Your instructions
Would you filter these records and copy every line that has the word "bracelet"?

Material provided
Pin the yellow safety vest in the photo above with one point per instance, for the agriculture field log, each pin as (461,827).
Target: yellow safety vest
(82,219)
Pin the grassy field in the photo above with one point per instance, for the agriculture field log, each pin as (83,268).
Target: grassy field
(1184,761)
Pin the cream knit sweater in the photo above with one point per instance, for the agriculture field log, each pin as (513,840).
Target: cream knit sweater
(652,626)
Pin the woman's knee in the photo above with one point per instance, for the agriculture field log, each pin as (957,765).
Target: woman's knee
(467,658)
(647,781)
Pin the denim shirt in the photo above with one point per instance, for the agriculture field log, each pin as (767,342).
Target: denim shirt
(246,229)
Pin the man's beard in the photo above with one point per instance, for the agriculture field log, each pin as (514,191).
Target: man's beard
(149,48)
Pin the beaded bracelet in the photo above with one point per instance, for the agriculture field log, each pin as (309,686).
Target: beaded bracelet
--
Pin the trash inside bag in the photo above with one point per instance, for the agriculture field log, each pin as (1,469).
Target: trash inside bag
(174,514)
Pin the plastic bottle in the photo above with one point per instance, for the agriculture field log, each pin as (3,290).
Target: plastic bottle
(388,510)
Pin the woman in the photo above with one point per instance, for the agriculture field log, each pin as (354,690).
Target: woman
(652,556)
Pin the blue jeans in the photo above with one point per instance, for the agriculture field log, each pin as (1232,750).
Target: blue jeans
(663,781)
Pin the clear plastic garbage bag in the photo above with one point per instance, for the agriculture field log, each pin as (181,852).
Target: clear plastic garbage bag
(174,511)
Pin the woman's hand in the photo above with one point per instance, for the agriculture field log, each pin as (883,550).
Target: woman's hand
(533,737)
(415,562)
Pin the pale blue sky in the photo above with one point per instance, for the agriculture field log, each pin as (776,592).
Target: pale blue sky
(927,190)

Worked solution
Pin the beaded bracelet in the photo above with one point per instance, for the agriculture field log, each pin as (309,686).
Target: beaded bracelet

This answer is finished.